**Work to complete**
Search the records for the string "leaf", and show each line where it appears.

**Dataset entries**
----
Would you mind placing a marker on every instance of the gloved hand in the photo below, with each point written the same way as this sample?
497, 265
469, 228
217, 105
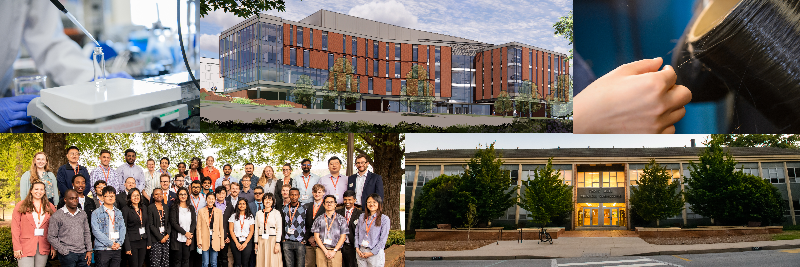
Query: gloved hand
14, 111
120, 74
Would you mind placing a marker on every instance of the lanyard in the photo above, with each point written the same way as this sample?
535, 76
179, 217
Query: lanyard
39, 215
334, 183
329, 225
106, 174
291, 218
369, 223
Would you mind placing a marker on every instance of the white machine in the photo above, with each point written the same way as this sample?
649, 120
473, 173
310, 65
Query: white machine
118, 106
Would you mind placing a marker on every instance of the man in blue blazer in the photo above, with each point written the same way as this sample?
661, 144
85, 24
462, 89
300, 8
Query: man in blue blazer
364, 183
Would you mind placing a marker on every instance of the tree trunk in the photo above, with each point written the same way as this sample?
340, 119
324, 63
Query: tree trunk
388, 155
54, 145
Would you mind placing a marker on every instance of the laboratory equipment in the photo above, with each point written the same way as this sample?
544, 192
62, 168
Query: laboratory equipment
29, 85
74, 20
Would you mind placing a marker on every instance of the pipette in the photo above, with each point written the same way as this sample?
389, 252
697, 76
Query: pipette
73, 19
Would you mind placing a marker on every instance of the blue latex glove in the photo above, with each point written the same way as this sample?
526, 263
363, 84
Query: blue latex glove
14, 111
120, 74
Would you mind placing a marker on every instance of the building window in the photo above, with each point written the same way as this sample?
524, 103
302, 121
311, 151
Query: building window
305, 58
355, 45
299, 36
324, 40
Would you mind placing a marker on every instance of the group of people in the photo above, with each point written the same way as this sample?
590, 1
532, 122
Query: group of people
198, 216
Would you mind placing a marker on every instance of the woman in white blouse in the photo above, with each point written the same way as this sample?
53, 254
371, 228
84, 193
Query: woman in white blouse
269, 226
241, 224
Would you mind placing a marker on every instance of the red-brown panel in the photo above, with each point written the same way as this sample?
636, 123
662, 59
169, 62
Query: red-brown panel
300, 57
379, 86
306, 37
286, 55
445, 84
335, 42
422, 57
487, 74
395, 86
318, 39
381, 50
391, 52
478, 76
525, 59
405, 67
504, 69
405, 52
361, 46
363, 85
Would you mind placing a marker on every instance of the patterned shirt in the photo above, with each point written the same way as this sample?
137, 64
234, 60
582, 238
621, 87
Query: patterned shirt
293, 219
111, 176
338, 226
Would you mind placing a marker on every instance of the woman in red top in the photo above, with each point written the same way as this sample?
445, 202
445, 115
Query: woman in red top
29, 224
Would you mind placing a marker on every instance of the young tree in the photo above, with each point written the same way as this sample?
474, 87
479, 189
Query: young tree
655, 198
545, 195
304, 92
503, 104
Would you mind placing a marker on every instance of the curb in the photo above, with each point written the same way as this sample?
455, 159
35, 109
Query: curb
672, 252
----
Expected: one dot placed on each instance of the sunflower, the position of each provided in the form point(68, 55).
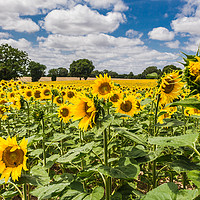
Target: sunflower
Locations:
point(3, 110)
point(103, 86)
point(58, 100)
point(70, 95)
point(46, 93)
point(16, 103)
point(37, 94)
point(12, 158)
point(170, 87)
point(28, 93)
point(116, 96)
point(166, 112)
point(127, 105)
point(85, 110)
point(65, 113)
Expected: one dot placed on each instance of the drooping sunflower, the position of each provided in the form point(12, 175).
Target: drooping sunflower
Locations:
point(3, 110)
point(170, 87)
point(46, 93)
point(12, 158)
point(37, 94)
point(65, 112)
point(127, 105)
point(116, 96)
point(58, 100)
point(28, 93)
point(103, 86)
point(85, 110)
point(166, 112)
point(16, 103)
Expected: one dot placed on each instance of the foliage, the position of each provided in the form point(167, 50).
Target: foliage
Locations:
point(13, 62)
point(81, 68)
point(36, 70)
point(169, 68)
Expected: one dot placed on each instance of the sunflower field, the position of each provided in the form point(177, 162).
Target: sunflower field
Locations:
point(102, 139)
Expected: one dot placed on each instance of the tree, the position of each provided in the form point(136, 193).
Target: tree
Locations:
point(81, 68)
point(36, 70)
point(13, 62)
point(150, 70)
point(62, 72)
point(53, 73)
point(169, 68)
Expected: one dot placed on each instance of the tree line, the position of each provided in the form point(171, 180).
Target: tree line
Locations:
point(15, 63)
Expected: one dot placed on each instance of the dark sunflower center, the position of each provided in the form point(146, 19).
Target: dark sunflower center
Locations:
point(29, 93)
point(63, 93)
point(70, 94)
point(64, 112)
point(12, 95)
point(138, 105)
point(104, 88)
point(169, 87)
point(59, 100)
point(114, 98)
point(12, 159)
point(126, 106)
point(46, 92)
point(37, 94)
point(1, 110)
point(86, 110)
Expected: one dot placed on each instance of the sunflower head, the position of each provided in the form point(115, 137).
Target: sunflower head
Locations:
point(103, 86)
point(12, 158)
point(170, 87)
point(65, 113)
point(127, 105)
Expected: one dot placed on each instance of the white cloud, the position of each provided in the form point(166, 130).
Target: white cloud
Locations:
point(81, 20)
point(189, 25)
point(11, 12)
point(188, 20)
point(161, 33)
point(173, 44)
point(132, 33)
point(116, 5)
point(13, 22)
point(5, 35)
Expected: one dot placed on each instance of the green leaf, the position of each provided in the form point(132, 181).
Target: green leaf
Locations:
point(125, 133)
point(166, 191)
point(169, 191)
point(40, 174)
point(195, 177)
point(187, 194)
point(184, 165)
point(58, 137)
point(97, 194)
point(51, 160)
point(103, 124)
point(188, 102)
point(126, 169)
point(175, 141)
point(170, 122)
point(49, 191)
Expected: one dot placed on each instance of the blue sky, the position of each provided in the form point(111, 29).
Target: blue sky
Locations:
----
**Answer**
Expected: one dot placed on each instance of the green leaf, the position of each provided in the form point(132, 181).
Target: green leaf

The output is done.